Task to carry out: Begin with the first line of the items and stop after the line that contains "[57,25,87,70]". Reproduce every line in that span, requests included, and shift each bounding box coordinate in the answers up by 82.

Extracted entries:
________
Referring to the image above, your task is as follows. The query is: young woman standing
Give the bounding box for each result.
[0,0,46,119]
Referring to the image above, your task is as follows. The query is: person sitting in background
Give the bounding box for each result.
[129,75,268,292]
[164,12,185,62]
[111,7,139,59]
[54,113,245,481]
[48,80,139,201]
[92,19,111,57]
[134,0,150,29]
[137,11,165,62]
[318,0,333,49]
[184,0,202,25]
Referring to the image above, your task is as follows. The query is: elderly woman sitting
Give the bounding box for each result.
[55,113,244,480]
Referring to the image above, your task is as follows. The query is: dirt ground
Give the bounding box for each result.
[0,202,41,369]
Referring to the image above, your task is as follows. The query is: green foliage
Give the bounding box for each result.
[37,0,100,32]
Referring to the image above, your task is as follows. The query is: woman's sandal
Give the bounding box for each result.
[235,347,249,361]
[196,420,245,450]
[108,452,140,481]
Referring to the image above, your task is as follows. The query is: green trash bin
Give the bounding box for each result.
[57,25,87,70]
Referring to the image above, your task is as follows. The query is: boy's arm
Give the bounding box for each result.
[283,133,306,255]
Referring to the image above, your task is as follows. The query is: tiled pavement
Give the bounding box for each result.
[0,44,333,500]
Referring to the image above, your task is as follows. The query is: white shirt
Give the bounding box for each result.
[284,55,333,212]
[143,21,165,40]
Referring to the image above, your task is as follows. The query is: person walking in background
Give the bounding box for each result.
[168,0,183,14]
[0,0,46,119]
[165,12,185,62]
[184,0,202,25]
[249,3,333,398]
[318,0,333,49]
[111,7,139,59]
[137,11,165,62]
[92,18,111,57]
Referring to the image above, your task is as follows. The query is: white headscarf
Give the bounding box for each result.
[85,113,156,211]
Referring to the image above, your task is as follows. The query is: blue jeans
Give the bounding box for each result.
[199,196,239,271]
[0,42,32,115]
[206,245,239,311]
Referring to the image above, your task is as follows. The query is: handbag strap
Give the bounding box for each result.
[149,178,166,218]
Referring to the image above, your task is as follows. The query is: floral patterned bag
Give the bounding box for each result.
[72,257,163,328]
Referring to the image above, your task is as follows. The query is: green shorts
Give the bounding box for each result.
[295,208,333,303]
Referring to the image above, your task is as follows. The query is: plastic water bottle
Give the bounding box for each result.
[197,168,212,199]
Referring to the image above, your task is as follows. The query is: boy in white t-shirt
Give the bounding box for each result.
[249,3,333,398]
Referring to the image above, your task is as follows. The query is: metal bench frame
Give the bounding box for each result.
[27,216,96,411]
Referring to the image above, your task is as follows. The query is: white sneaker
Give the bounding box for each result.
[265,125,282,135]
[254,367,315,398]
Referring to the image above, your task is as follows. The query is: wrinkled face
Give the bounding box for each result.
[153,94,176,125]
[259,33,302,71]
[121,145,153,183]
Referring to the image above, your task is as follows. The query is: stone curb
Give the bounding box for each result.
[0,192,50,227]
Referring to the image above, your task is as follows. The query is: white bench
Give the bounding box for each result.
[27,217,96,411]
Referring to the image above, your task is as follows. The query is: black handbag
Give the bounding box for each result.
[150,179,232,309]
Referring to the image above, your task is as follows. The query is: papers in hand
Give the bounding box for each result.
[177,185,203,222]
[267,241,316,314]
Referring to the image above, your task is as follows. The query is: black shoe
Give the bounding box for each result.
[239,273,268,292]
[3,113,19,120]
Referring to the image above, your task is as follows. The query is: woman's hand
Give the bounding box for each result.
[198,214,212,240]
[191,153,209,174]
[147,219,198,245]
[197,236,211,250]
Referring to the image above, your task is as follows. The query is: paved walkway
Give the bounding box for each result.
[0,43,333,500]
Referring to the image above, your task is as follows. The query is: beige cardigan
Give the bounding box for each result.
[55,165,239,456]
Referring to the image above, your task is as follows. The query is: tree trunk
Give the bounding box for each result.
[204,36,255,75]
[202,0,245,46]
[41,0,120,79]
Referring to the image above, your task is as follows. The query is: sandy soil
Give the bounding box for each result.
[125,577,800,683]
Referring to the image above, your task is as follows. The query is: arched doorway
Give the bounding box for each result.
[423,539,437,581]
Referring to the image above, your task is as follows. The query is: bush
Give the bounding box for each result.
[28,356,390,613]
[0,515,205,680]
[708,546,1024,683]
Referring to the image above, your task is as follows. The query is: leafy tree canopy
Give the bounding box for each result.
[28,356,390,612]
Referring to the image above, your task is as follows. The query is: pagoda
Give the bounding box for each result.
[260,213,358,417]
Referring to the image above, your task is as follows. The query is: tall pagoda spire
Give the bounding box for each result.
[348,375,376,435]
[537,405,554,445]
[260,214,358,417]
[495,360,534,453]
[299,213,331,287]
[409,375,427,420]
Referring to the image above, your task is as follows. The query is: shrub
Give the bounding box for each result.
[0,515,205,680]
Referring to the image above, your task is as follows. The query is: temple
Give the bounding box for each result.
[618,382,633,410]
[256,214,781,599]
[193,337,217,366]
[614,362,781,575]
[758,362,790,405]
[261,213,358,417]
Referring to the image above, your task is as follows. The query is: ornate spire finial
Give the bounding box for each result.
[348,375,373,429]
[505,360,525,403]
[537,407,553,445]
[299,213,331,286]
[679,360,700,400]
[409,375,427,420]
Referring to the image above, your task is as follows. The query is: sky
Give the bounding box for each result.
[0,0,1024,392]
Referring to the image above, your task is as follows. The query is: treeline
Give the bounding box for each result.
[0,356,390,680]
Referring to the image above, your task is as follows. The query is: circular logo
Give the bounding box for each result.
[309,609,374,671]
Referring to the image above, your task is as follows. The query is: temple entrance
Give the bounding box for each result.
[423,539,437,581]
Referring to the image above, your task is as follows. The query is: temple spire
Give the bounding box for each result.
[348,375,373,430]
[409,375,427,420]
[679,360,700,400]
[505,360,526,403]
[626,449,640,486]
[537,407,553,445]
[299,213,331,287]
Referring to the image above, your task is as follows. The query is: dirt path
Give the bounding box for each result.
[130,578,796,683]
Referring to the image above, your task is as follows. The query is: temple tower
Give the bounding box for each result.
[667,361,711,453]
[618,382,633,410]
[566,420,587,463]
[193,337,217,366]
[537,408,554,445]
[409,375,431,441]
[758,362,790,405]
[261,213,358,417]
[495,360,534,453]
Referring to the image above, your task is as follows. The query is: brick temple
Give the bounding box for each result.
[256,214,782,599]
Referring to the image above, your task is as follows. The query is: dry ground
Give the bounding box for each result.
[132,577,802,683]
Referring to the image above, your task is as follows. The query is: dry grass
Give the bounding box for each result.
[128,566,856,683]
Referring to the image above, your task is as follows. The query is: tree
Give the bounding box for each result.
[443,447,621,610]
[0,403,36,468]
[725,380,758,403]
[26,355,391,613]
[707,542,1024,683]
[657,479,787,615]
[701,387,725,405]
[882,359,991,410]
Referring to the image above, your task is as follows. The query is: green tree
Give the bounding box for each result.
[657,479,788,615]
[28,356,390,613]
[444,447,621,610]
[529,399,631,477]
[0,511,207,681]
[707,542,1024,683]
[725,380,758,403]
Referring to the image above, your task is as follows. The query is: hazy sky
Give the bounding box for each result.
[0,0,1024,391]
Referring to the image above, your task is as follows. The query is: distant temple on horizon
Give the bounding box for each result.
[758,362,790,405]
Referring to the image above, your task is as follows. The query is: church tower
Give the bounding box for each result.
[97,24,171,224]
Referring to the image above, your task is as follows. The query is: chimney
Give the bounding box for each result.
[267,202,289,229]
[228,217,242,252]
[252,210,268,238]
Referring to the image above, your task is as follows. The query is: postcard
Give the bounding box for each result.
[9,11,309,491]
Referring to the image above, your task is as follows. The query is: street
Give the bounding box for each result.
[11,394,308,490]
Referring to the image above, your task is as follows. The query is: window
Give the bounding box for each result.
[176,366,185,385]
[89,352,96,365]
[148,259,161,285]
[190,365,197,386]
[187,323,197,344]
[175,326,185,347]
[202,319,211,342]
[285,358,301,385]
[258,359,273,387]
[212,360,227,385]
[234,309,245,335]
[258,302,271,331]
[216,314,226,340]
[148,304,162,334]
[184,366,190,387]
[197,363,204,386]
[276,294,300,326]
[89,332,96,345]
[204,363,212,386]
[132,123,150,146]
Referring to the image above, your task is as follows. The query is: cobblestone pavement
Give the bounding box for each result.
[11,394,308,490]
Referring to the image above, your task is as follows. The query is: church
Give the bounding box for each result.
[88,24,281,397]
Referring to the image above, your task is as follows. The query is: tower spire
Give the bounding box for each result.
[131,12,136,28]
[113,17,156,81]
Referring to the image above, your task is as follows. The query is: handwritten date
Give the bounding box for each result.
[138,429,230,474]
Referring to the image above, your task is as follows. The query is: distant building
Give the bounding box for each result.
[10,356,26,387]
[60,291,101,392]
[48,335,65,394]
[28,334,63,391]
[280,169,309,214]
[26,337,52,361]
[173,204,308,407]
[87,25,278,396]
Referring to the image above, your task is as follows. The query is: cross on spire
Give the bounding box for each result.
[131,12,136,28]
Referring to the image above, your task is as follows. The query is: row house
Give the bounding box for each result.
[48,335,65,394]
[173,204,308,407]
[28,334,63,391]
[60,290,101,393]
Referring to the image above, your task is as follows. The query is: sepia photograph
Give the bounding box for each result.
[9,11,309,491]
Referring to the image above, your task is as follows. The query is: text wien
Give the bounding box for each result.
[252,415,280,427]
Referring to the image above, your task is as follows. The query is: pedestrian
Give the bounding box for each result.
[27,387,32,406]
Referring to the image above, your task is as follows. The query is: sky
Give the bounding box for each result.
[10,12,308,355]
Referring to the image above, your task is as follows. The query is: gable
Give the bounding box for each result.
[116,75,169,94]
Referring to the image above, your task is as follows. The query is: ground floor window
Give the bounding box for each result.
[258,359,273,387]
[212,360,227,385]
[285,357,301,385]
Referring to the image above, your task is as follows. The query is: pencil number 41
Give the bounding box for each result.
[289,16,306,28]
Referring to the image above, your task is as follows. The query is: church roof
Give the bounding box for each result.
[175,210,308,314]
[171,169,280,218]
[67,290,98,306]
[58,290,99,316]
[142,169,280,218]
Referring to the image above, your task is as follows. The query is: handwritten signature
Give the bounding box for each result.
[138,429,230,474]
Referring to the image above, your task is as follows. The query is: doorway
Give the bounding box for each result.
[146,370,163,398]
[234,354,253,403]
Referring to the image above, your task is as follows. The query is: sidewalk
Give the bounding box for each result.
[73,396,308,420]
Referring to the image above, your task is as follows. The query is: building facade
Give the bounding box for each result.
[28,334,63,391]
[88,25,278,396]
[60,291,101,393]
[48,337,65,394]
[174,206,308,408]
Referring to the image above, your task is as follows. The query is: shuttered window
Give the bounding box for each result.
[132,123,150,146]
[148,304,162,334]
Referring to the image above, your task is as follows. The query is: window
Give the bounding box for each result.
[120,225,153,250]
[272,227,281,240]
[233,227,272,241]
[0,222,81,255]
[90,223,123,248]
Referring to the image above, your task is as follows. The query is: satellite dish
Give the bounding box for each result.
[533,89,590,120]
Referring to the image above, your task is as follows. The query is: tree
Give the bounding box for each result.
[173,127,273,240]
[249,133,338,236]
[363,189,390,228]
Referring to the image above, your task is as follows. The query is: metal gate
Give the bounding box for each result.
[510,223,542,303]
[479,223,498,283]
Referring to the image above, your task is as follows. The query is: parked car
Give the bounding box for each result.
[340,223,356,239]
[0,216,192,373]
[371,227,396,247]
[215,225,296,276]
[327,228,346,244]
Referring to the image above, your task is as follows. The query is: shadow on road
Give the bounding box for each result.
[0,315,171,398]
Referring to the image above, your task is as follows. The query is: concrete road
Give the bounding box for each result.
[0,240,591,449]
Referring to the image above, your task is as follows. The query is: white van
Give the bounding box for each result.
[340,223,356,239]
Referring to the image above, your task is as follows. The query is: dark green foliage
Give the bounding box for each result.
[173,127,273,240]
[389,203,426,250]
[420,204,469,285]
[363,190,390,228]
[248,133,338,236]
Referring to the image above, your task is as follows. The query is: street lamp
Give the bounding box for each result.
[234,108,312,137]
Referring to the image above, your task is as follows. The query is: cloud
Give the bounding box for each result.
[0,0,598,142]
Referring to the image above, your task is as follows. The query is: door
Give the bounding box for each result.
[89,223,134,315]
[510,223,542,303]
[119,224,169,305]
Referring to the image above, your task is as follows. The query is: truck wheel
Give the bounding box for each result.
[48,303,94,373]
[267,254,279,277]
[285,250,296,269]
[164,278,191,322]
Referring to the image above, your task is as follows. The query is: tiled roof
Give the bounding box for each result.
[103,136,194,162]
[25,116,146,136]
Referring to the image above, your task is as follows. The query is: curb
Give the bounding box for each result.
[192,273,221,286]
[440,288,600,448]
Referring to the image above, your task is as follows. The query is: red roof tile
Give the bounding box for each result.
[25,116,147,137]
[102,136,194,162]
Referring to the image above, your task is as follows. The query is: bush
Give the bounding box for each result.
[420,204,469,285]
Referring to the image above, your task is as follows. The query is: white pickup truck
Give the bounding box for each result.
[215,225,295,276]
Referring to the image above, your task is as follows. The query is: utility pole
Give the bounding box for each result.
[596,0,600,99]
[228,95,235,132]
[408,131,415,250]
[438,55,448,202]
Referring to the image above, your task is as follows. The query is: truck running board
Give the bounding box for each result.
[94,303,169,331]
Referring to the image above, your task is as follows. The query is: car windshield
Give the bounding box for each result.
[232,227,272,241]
________
Exercise result:
Referring to the image above, your task is as follows. The query is: young woman standing
Give the bounding box for each result.
[82,82,128,201]
Referring to the image above, your task is as follows. The query is: person sitting in background
Give the bounding box for each result.
[211,157,350,374]
[246,94,267,144]
[193,89,221,141]
[136,195,327,563]
[130,162,221,283]
[174,101,193,139]
[216,82,232,111]
[219,93,247,144]
[400,82,415,131]
[266,82,284,107]
Referring to the image above, your task is as follows. The query is: elderly woman sitting
Give the bounding box for each result.
[137,195,326,562]
Referring to the image above, your task is as follows. The query is: dirt ground
Give the bounding box for each result.
[82,284,123,451]
Referring to the image above, your task is as follows. The query is: green foliage
Give the bounding box for each result.
[119,82,182,114]
Referring to the image above, your task is as follows. The query is: woman's sandal
Give the bounding box for each result.
[317,429,331,443]
[278,502,327,532]
[190,534,222,563]
Referring to the image above, your task is as follows. The query is: green trash bin
Give the bounding box for each result.
[139,107,169,152]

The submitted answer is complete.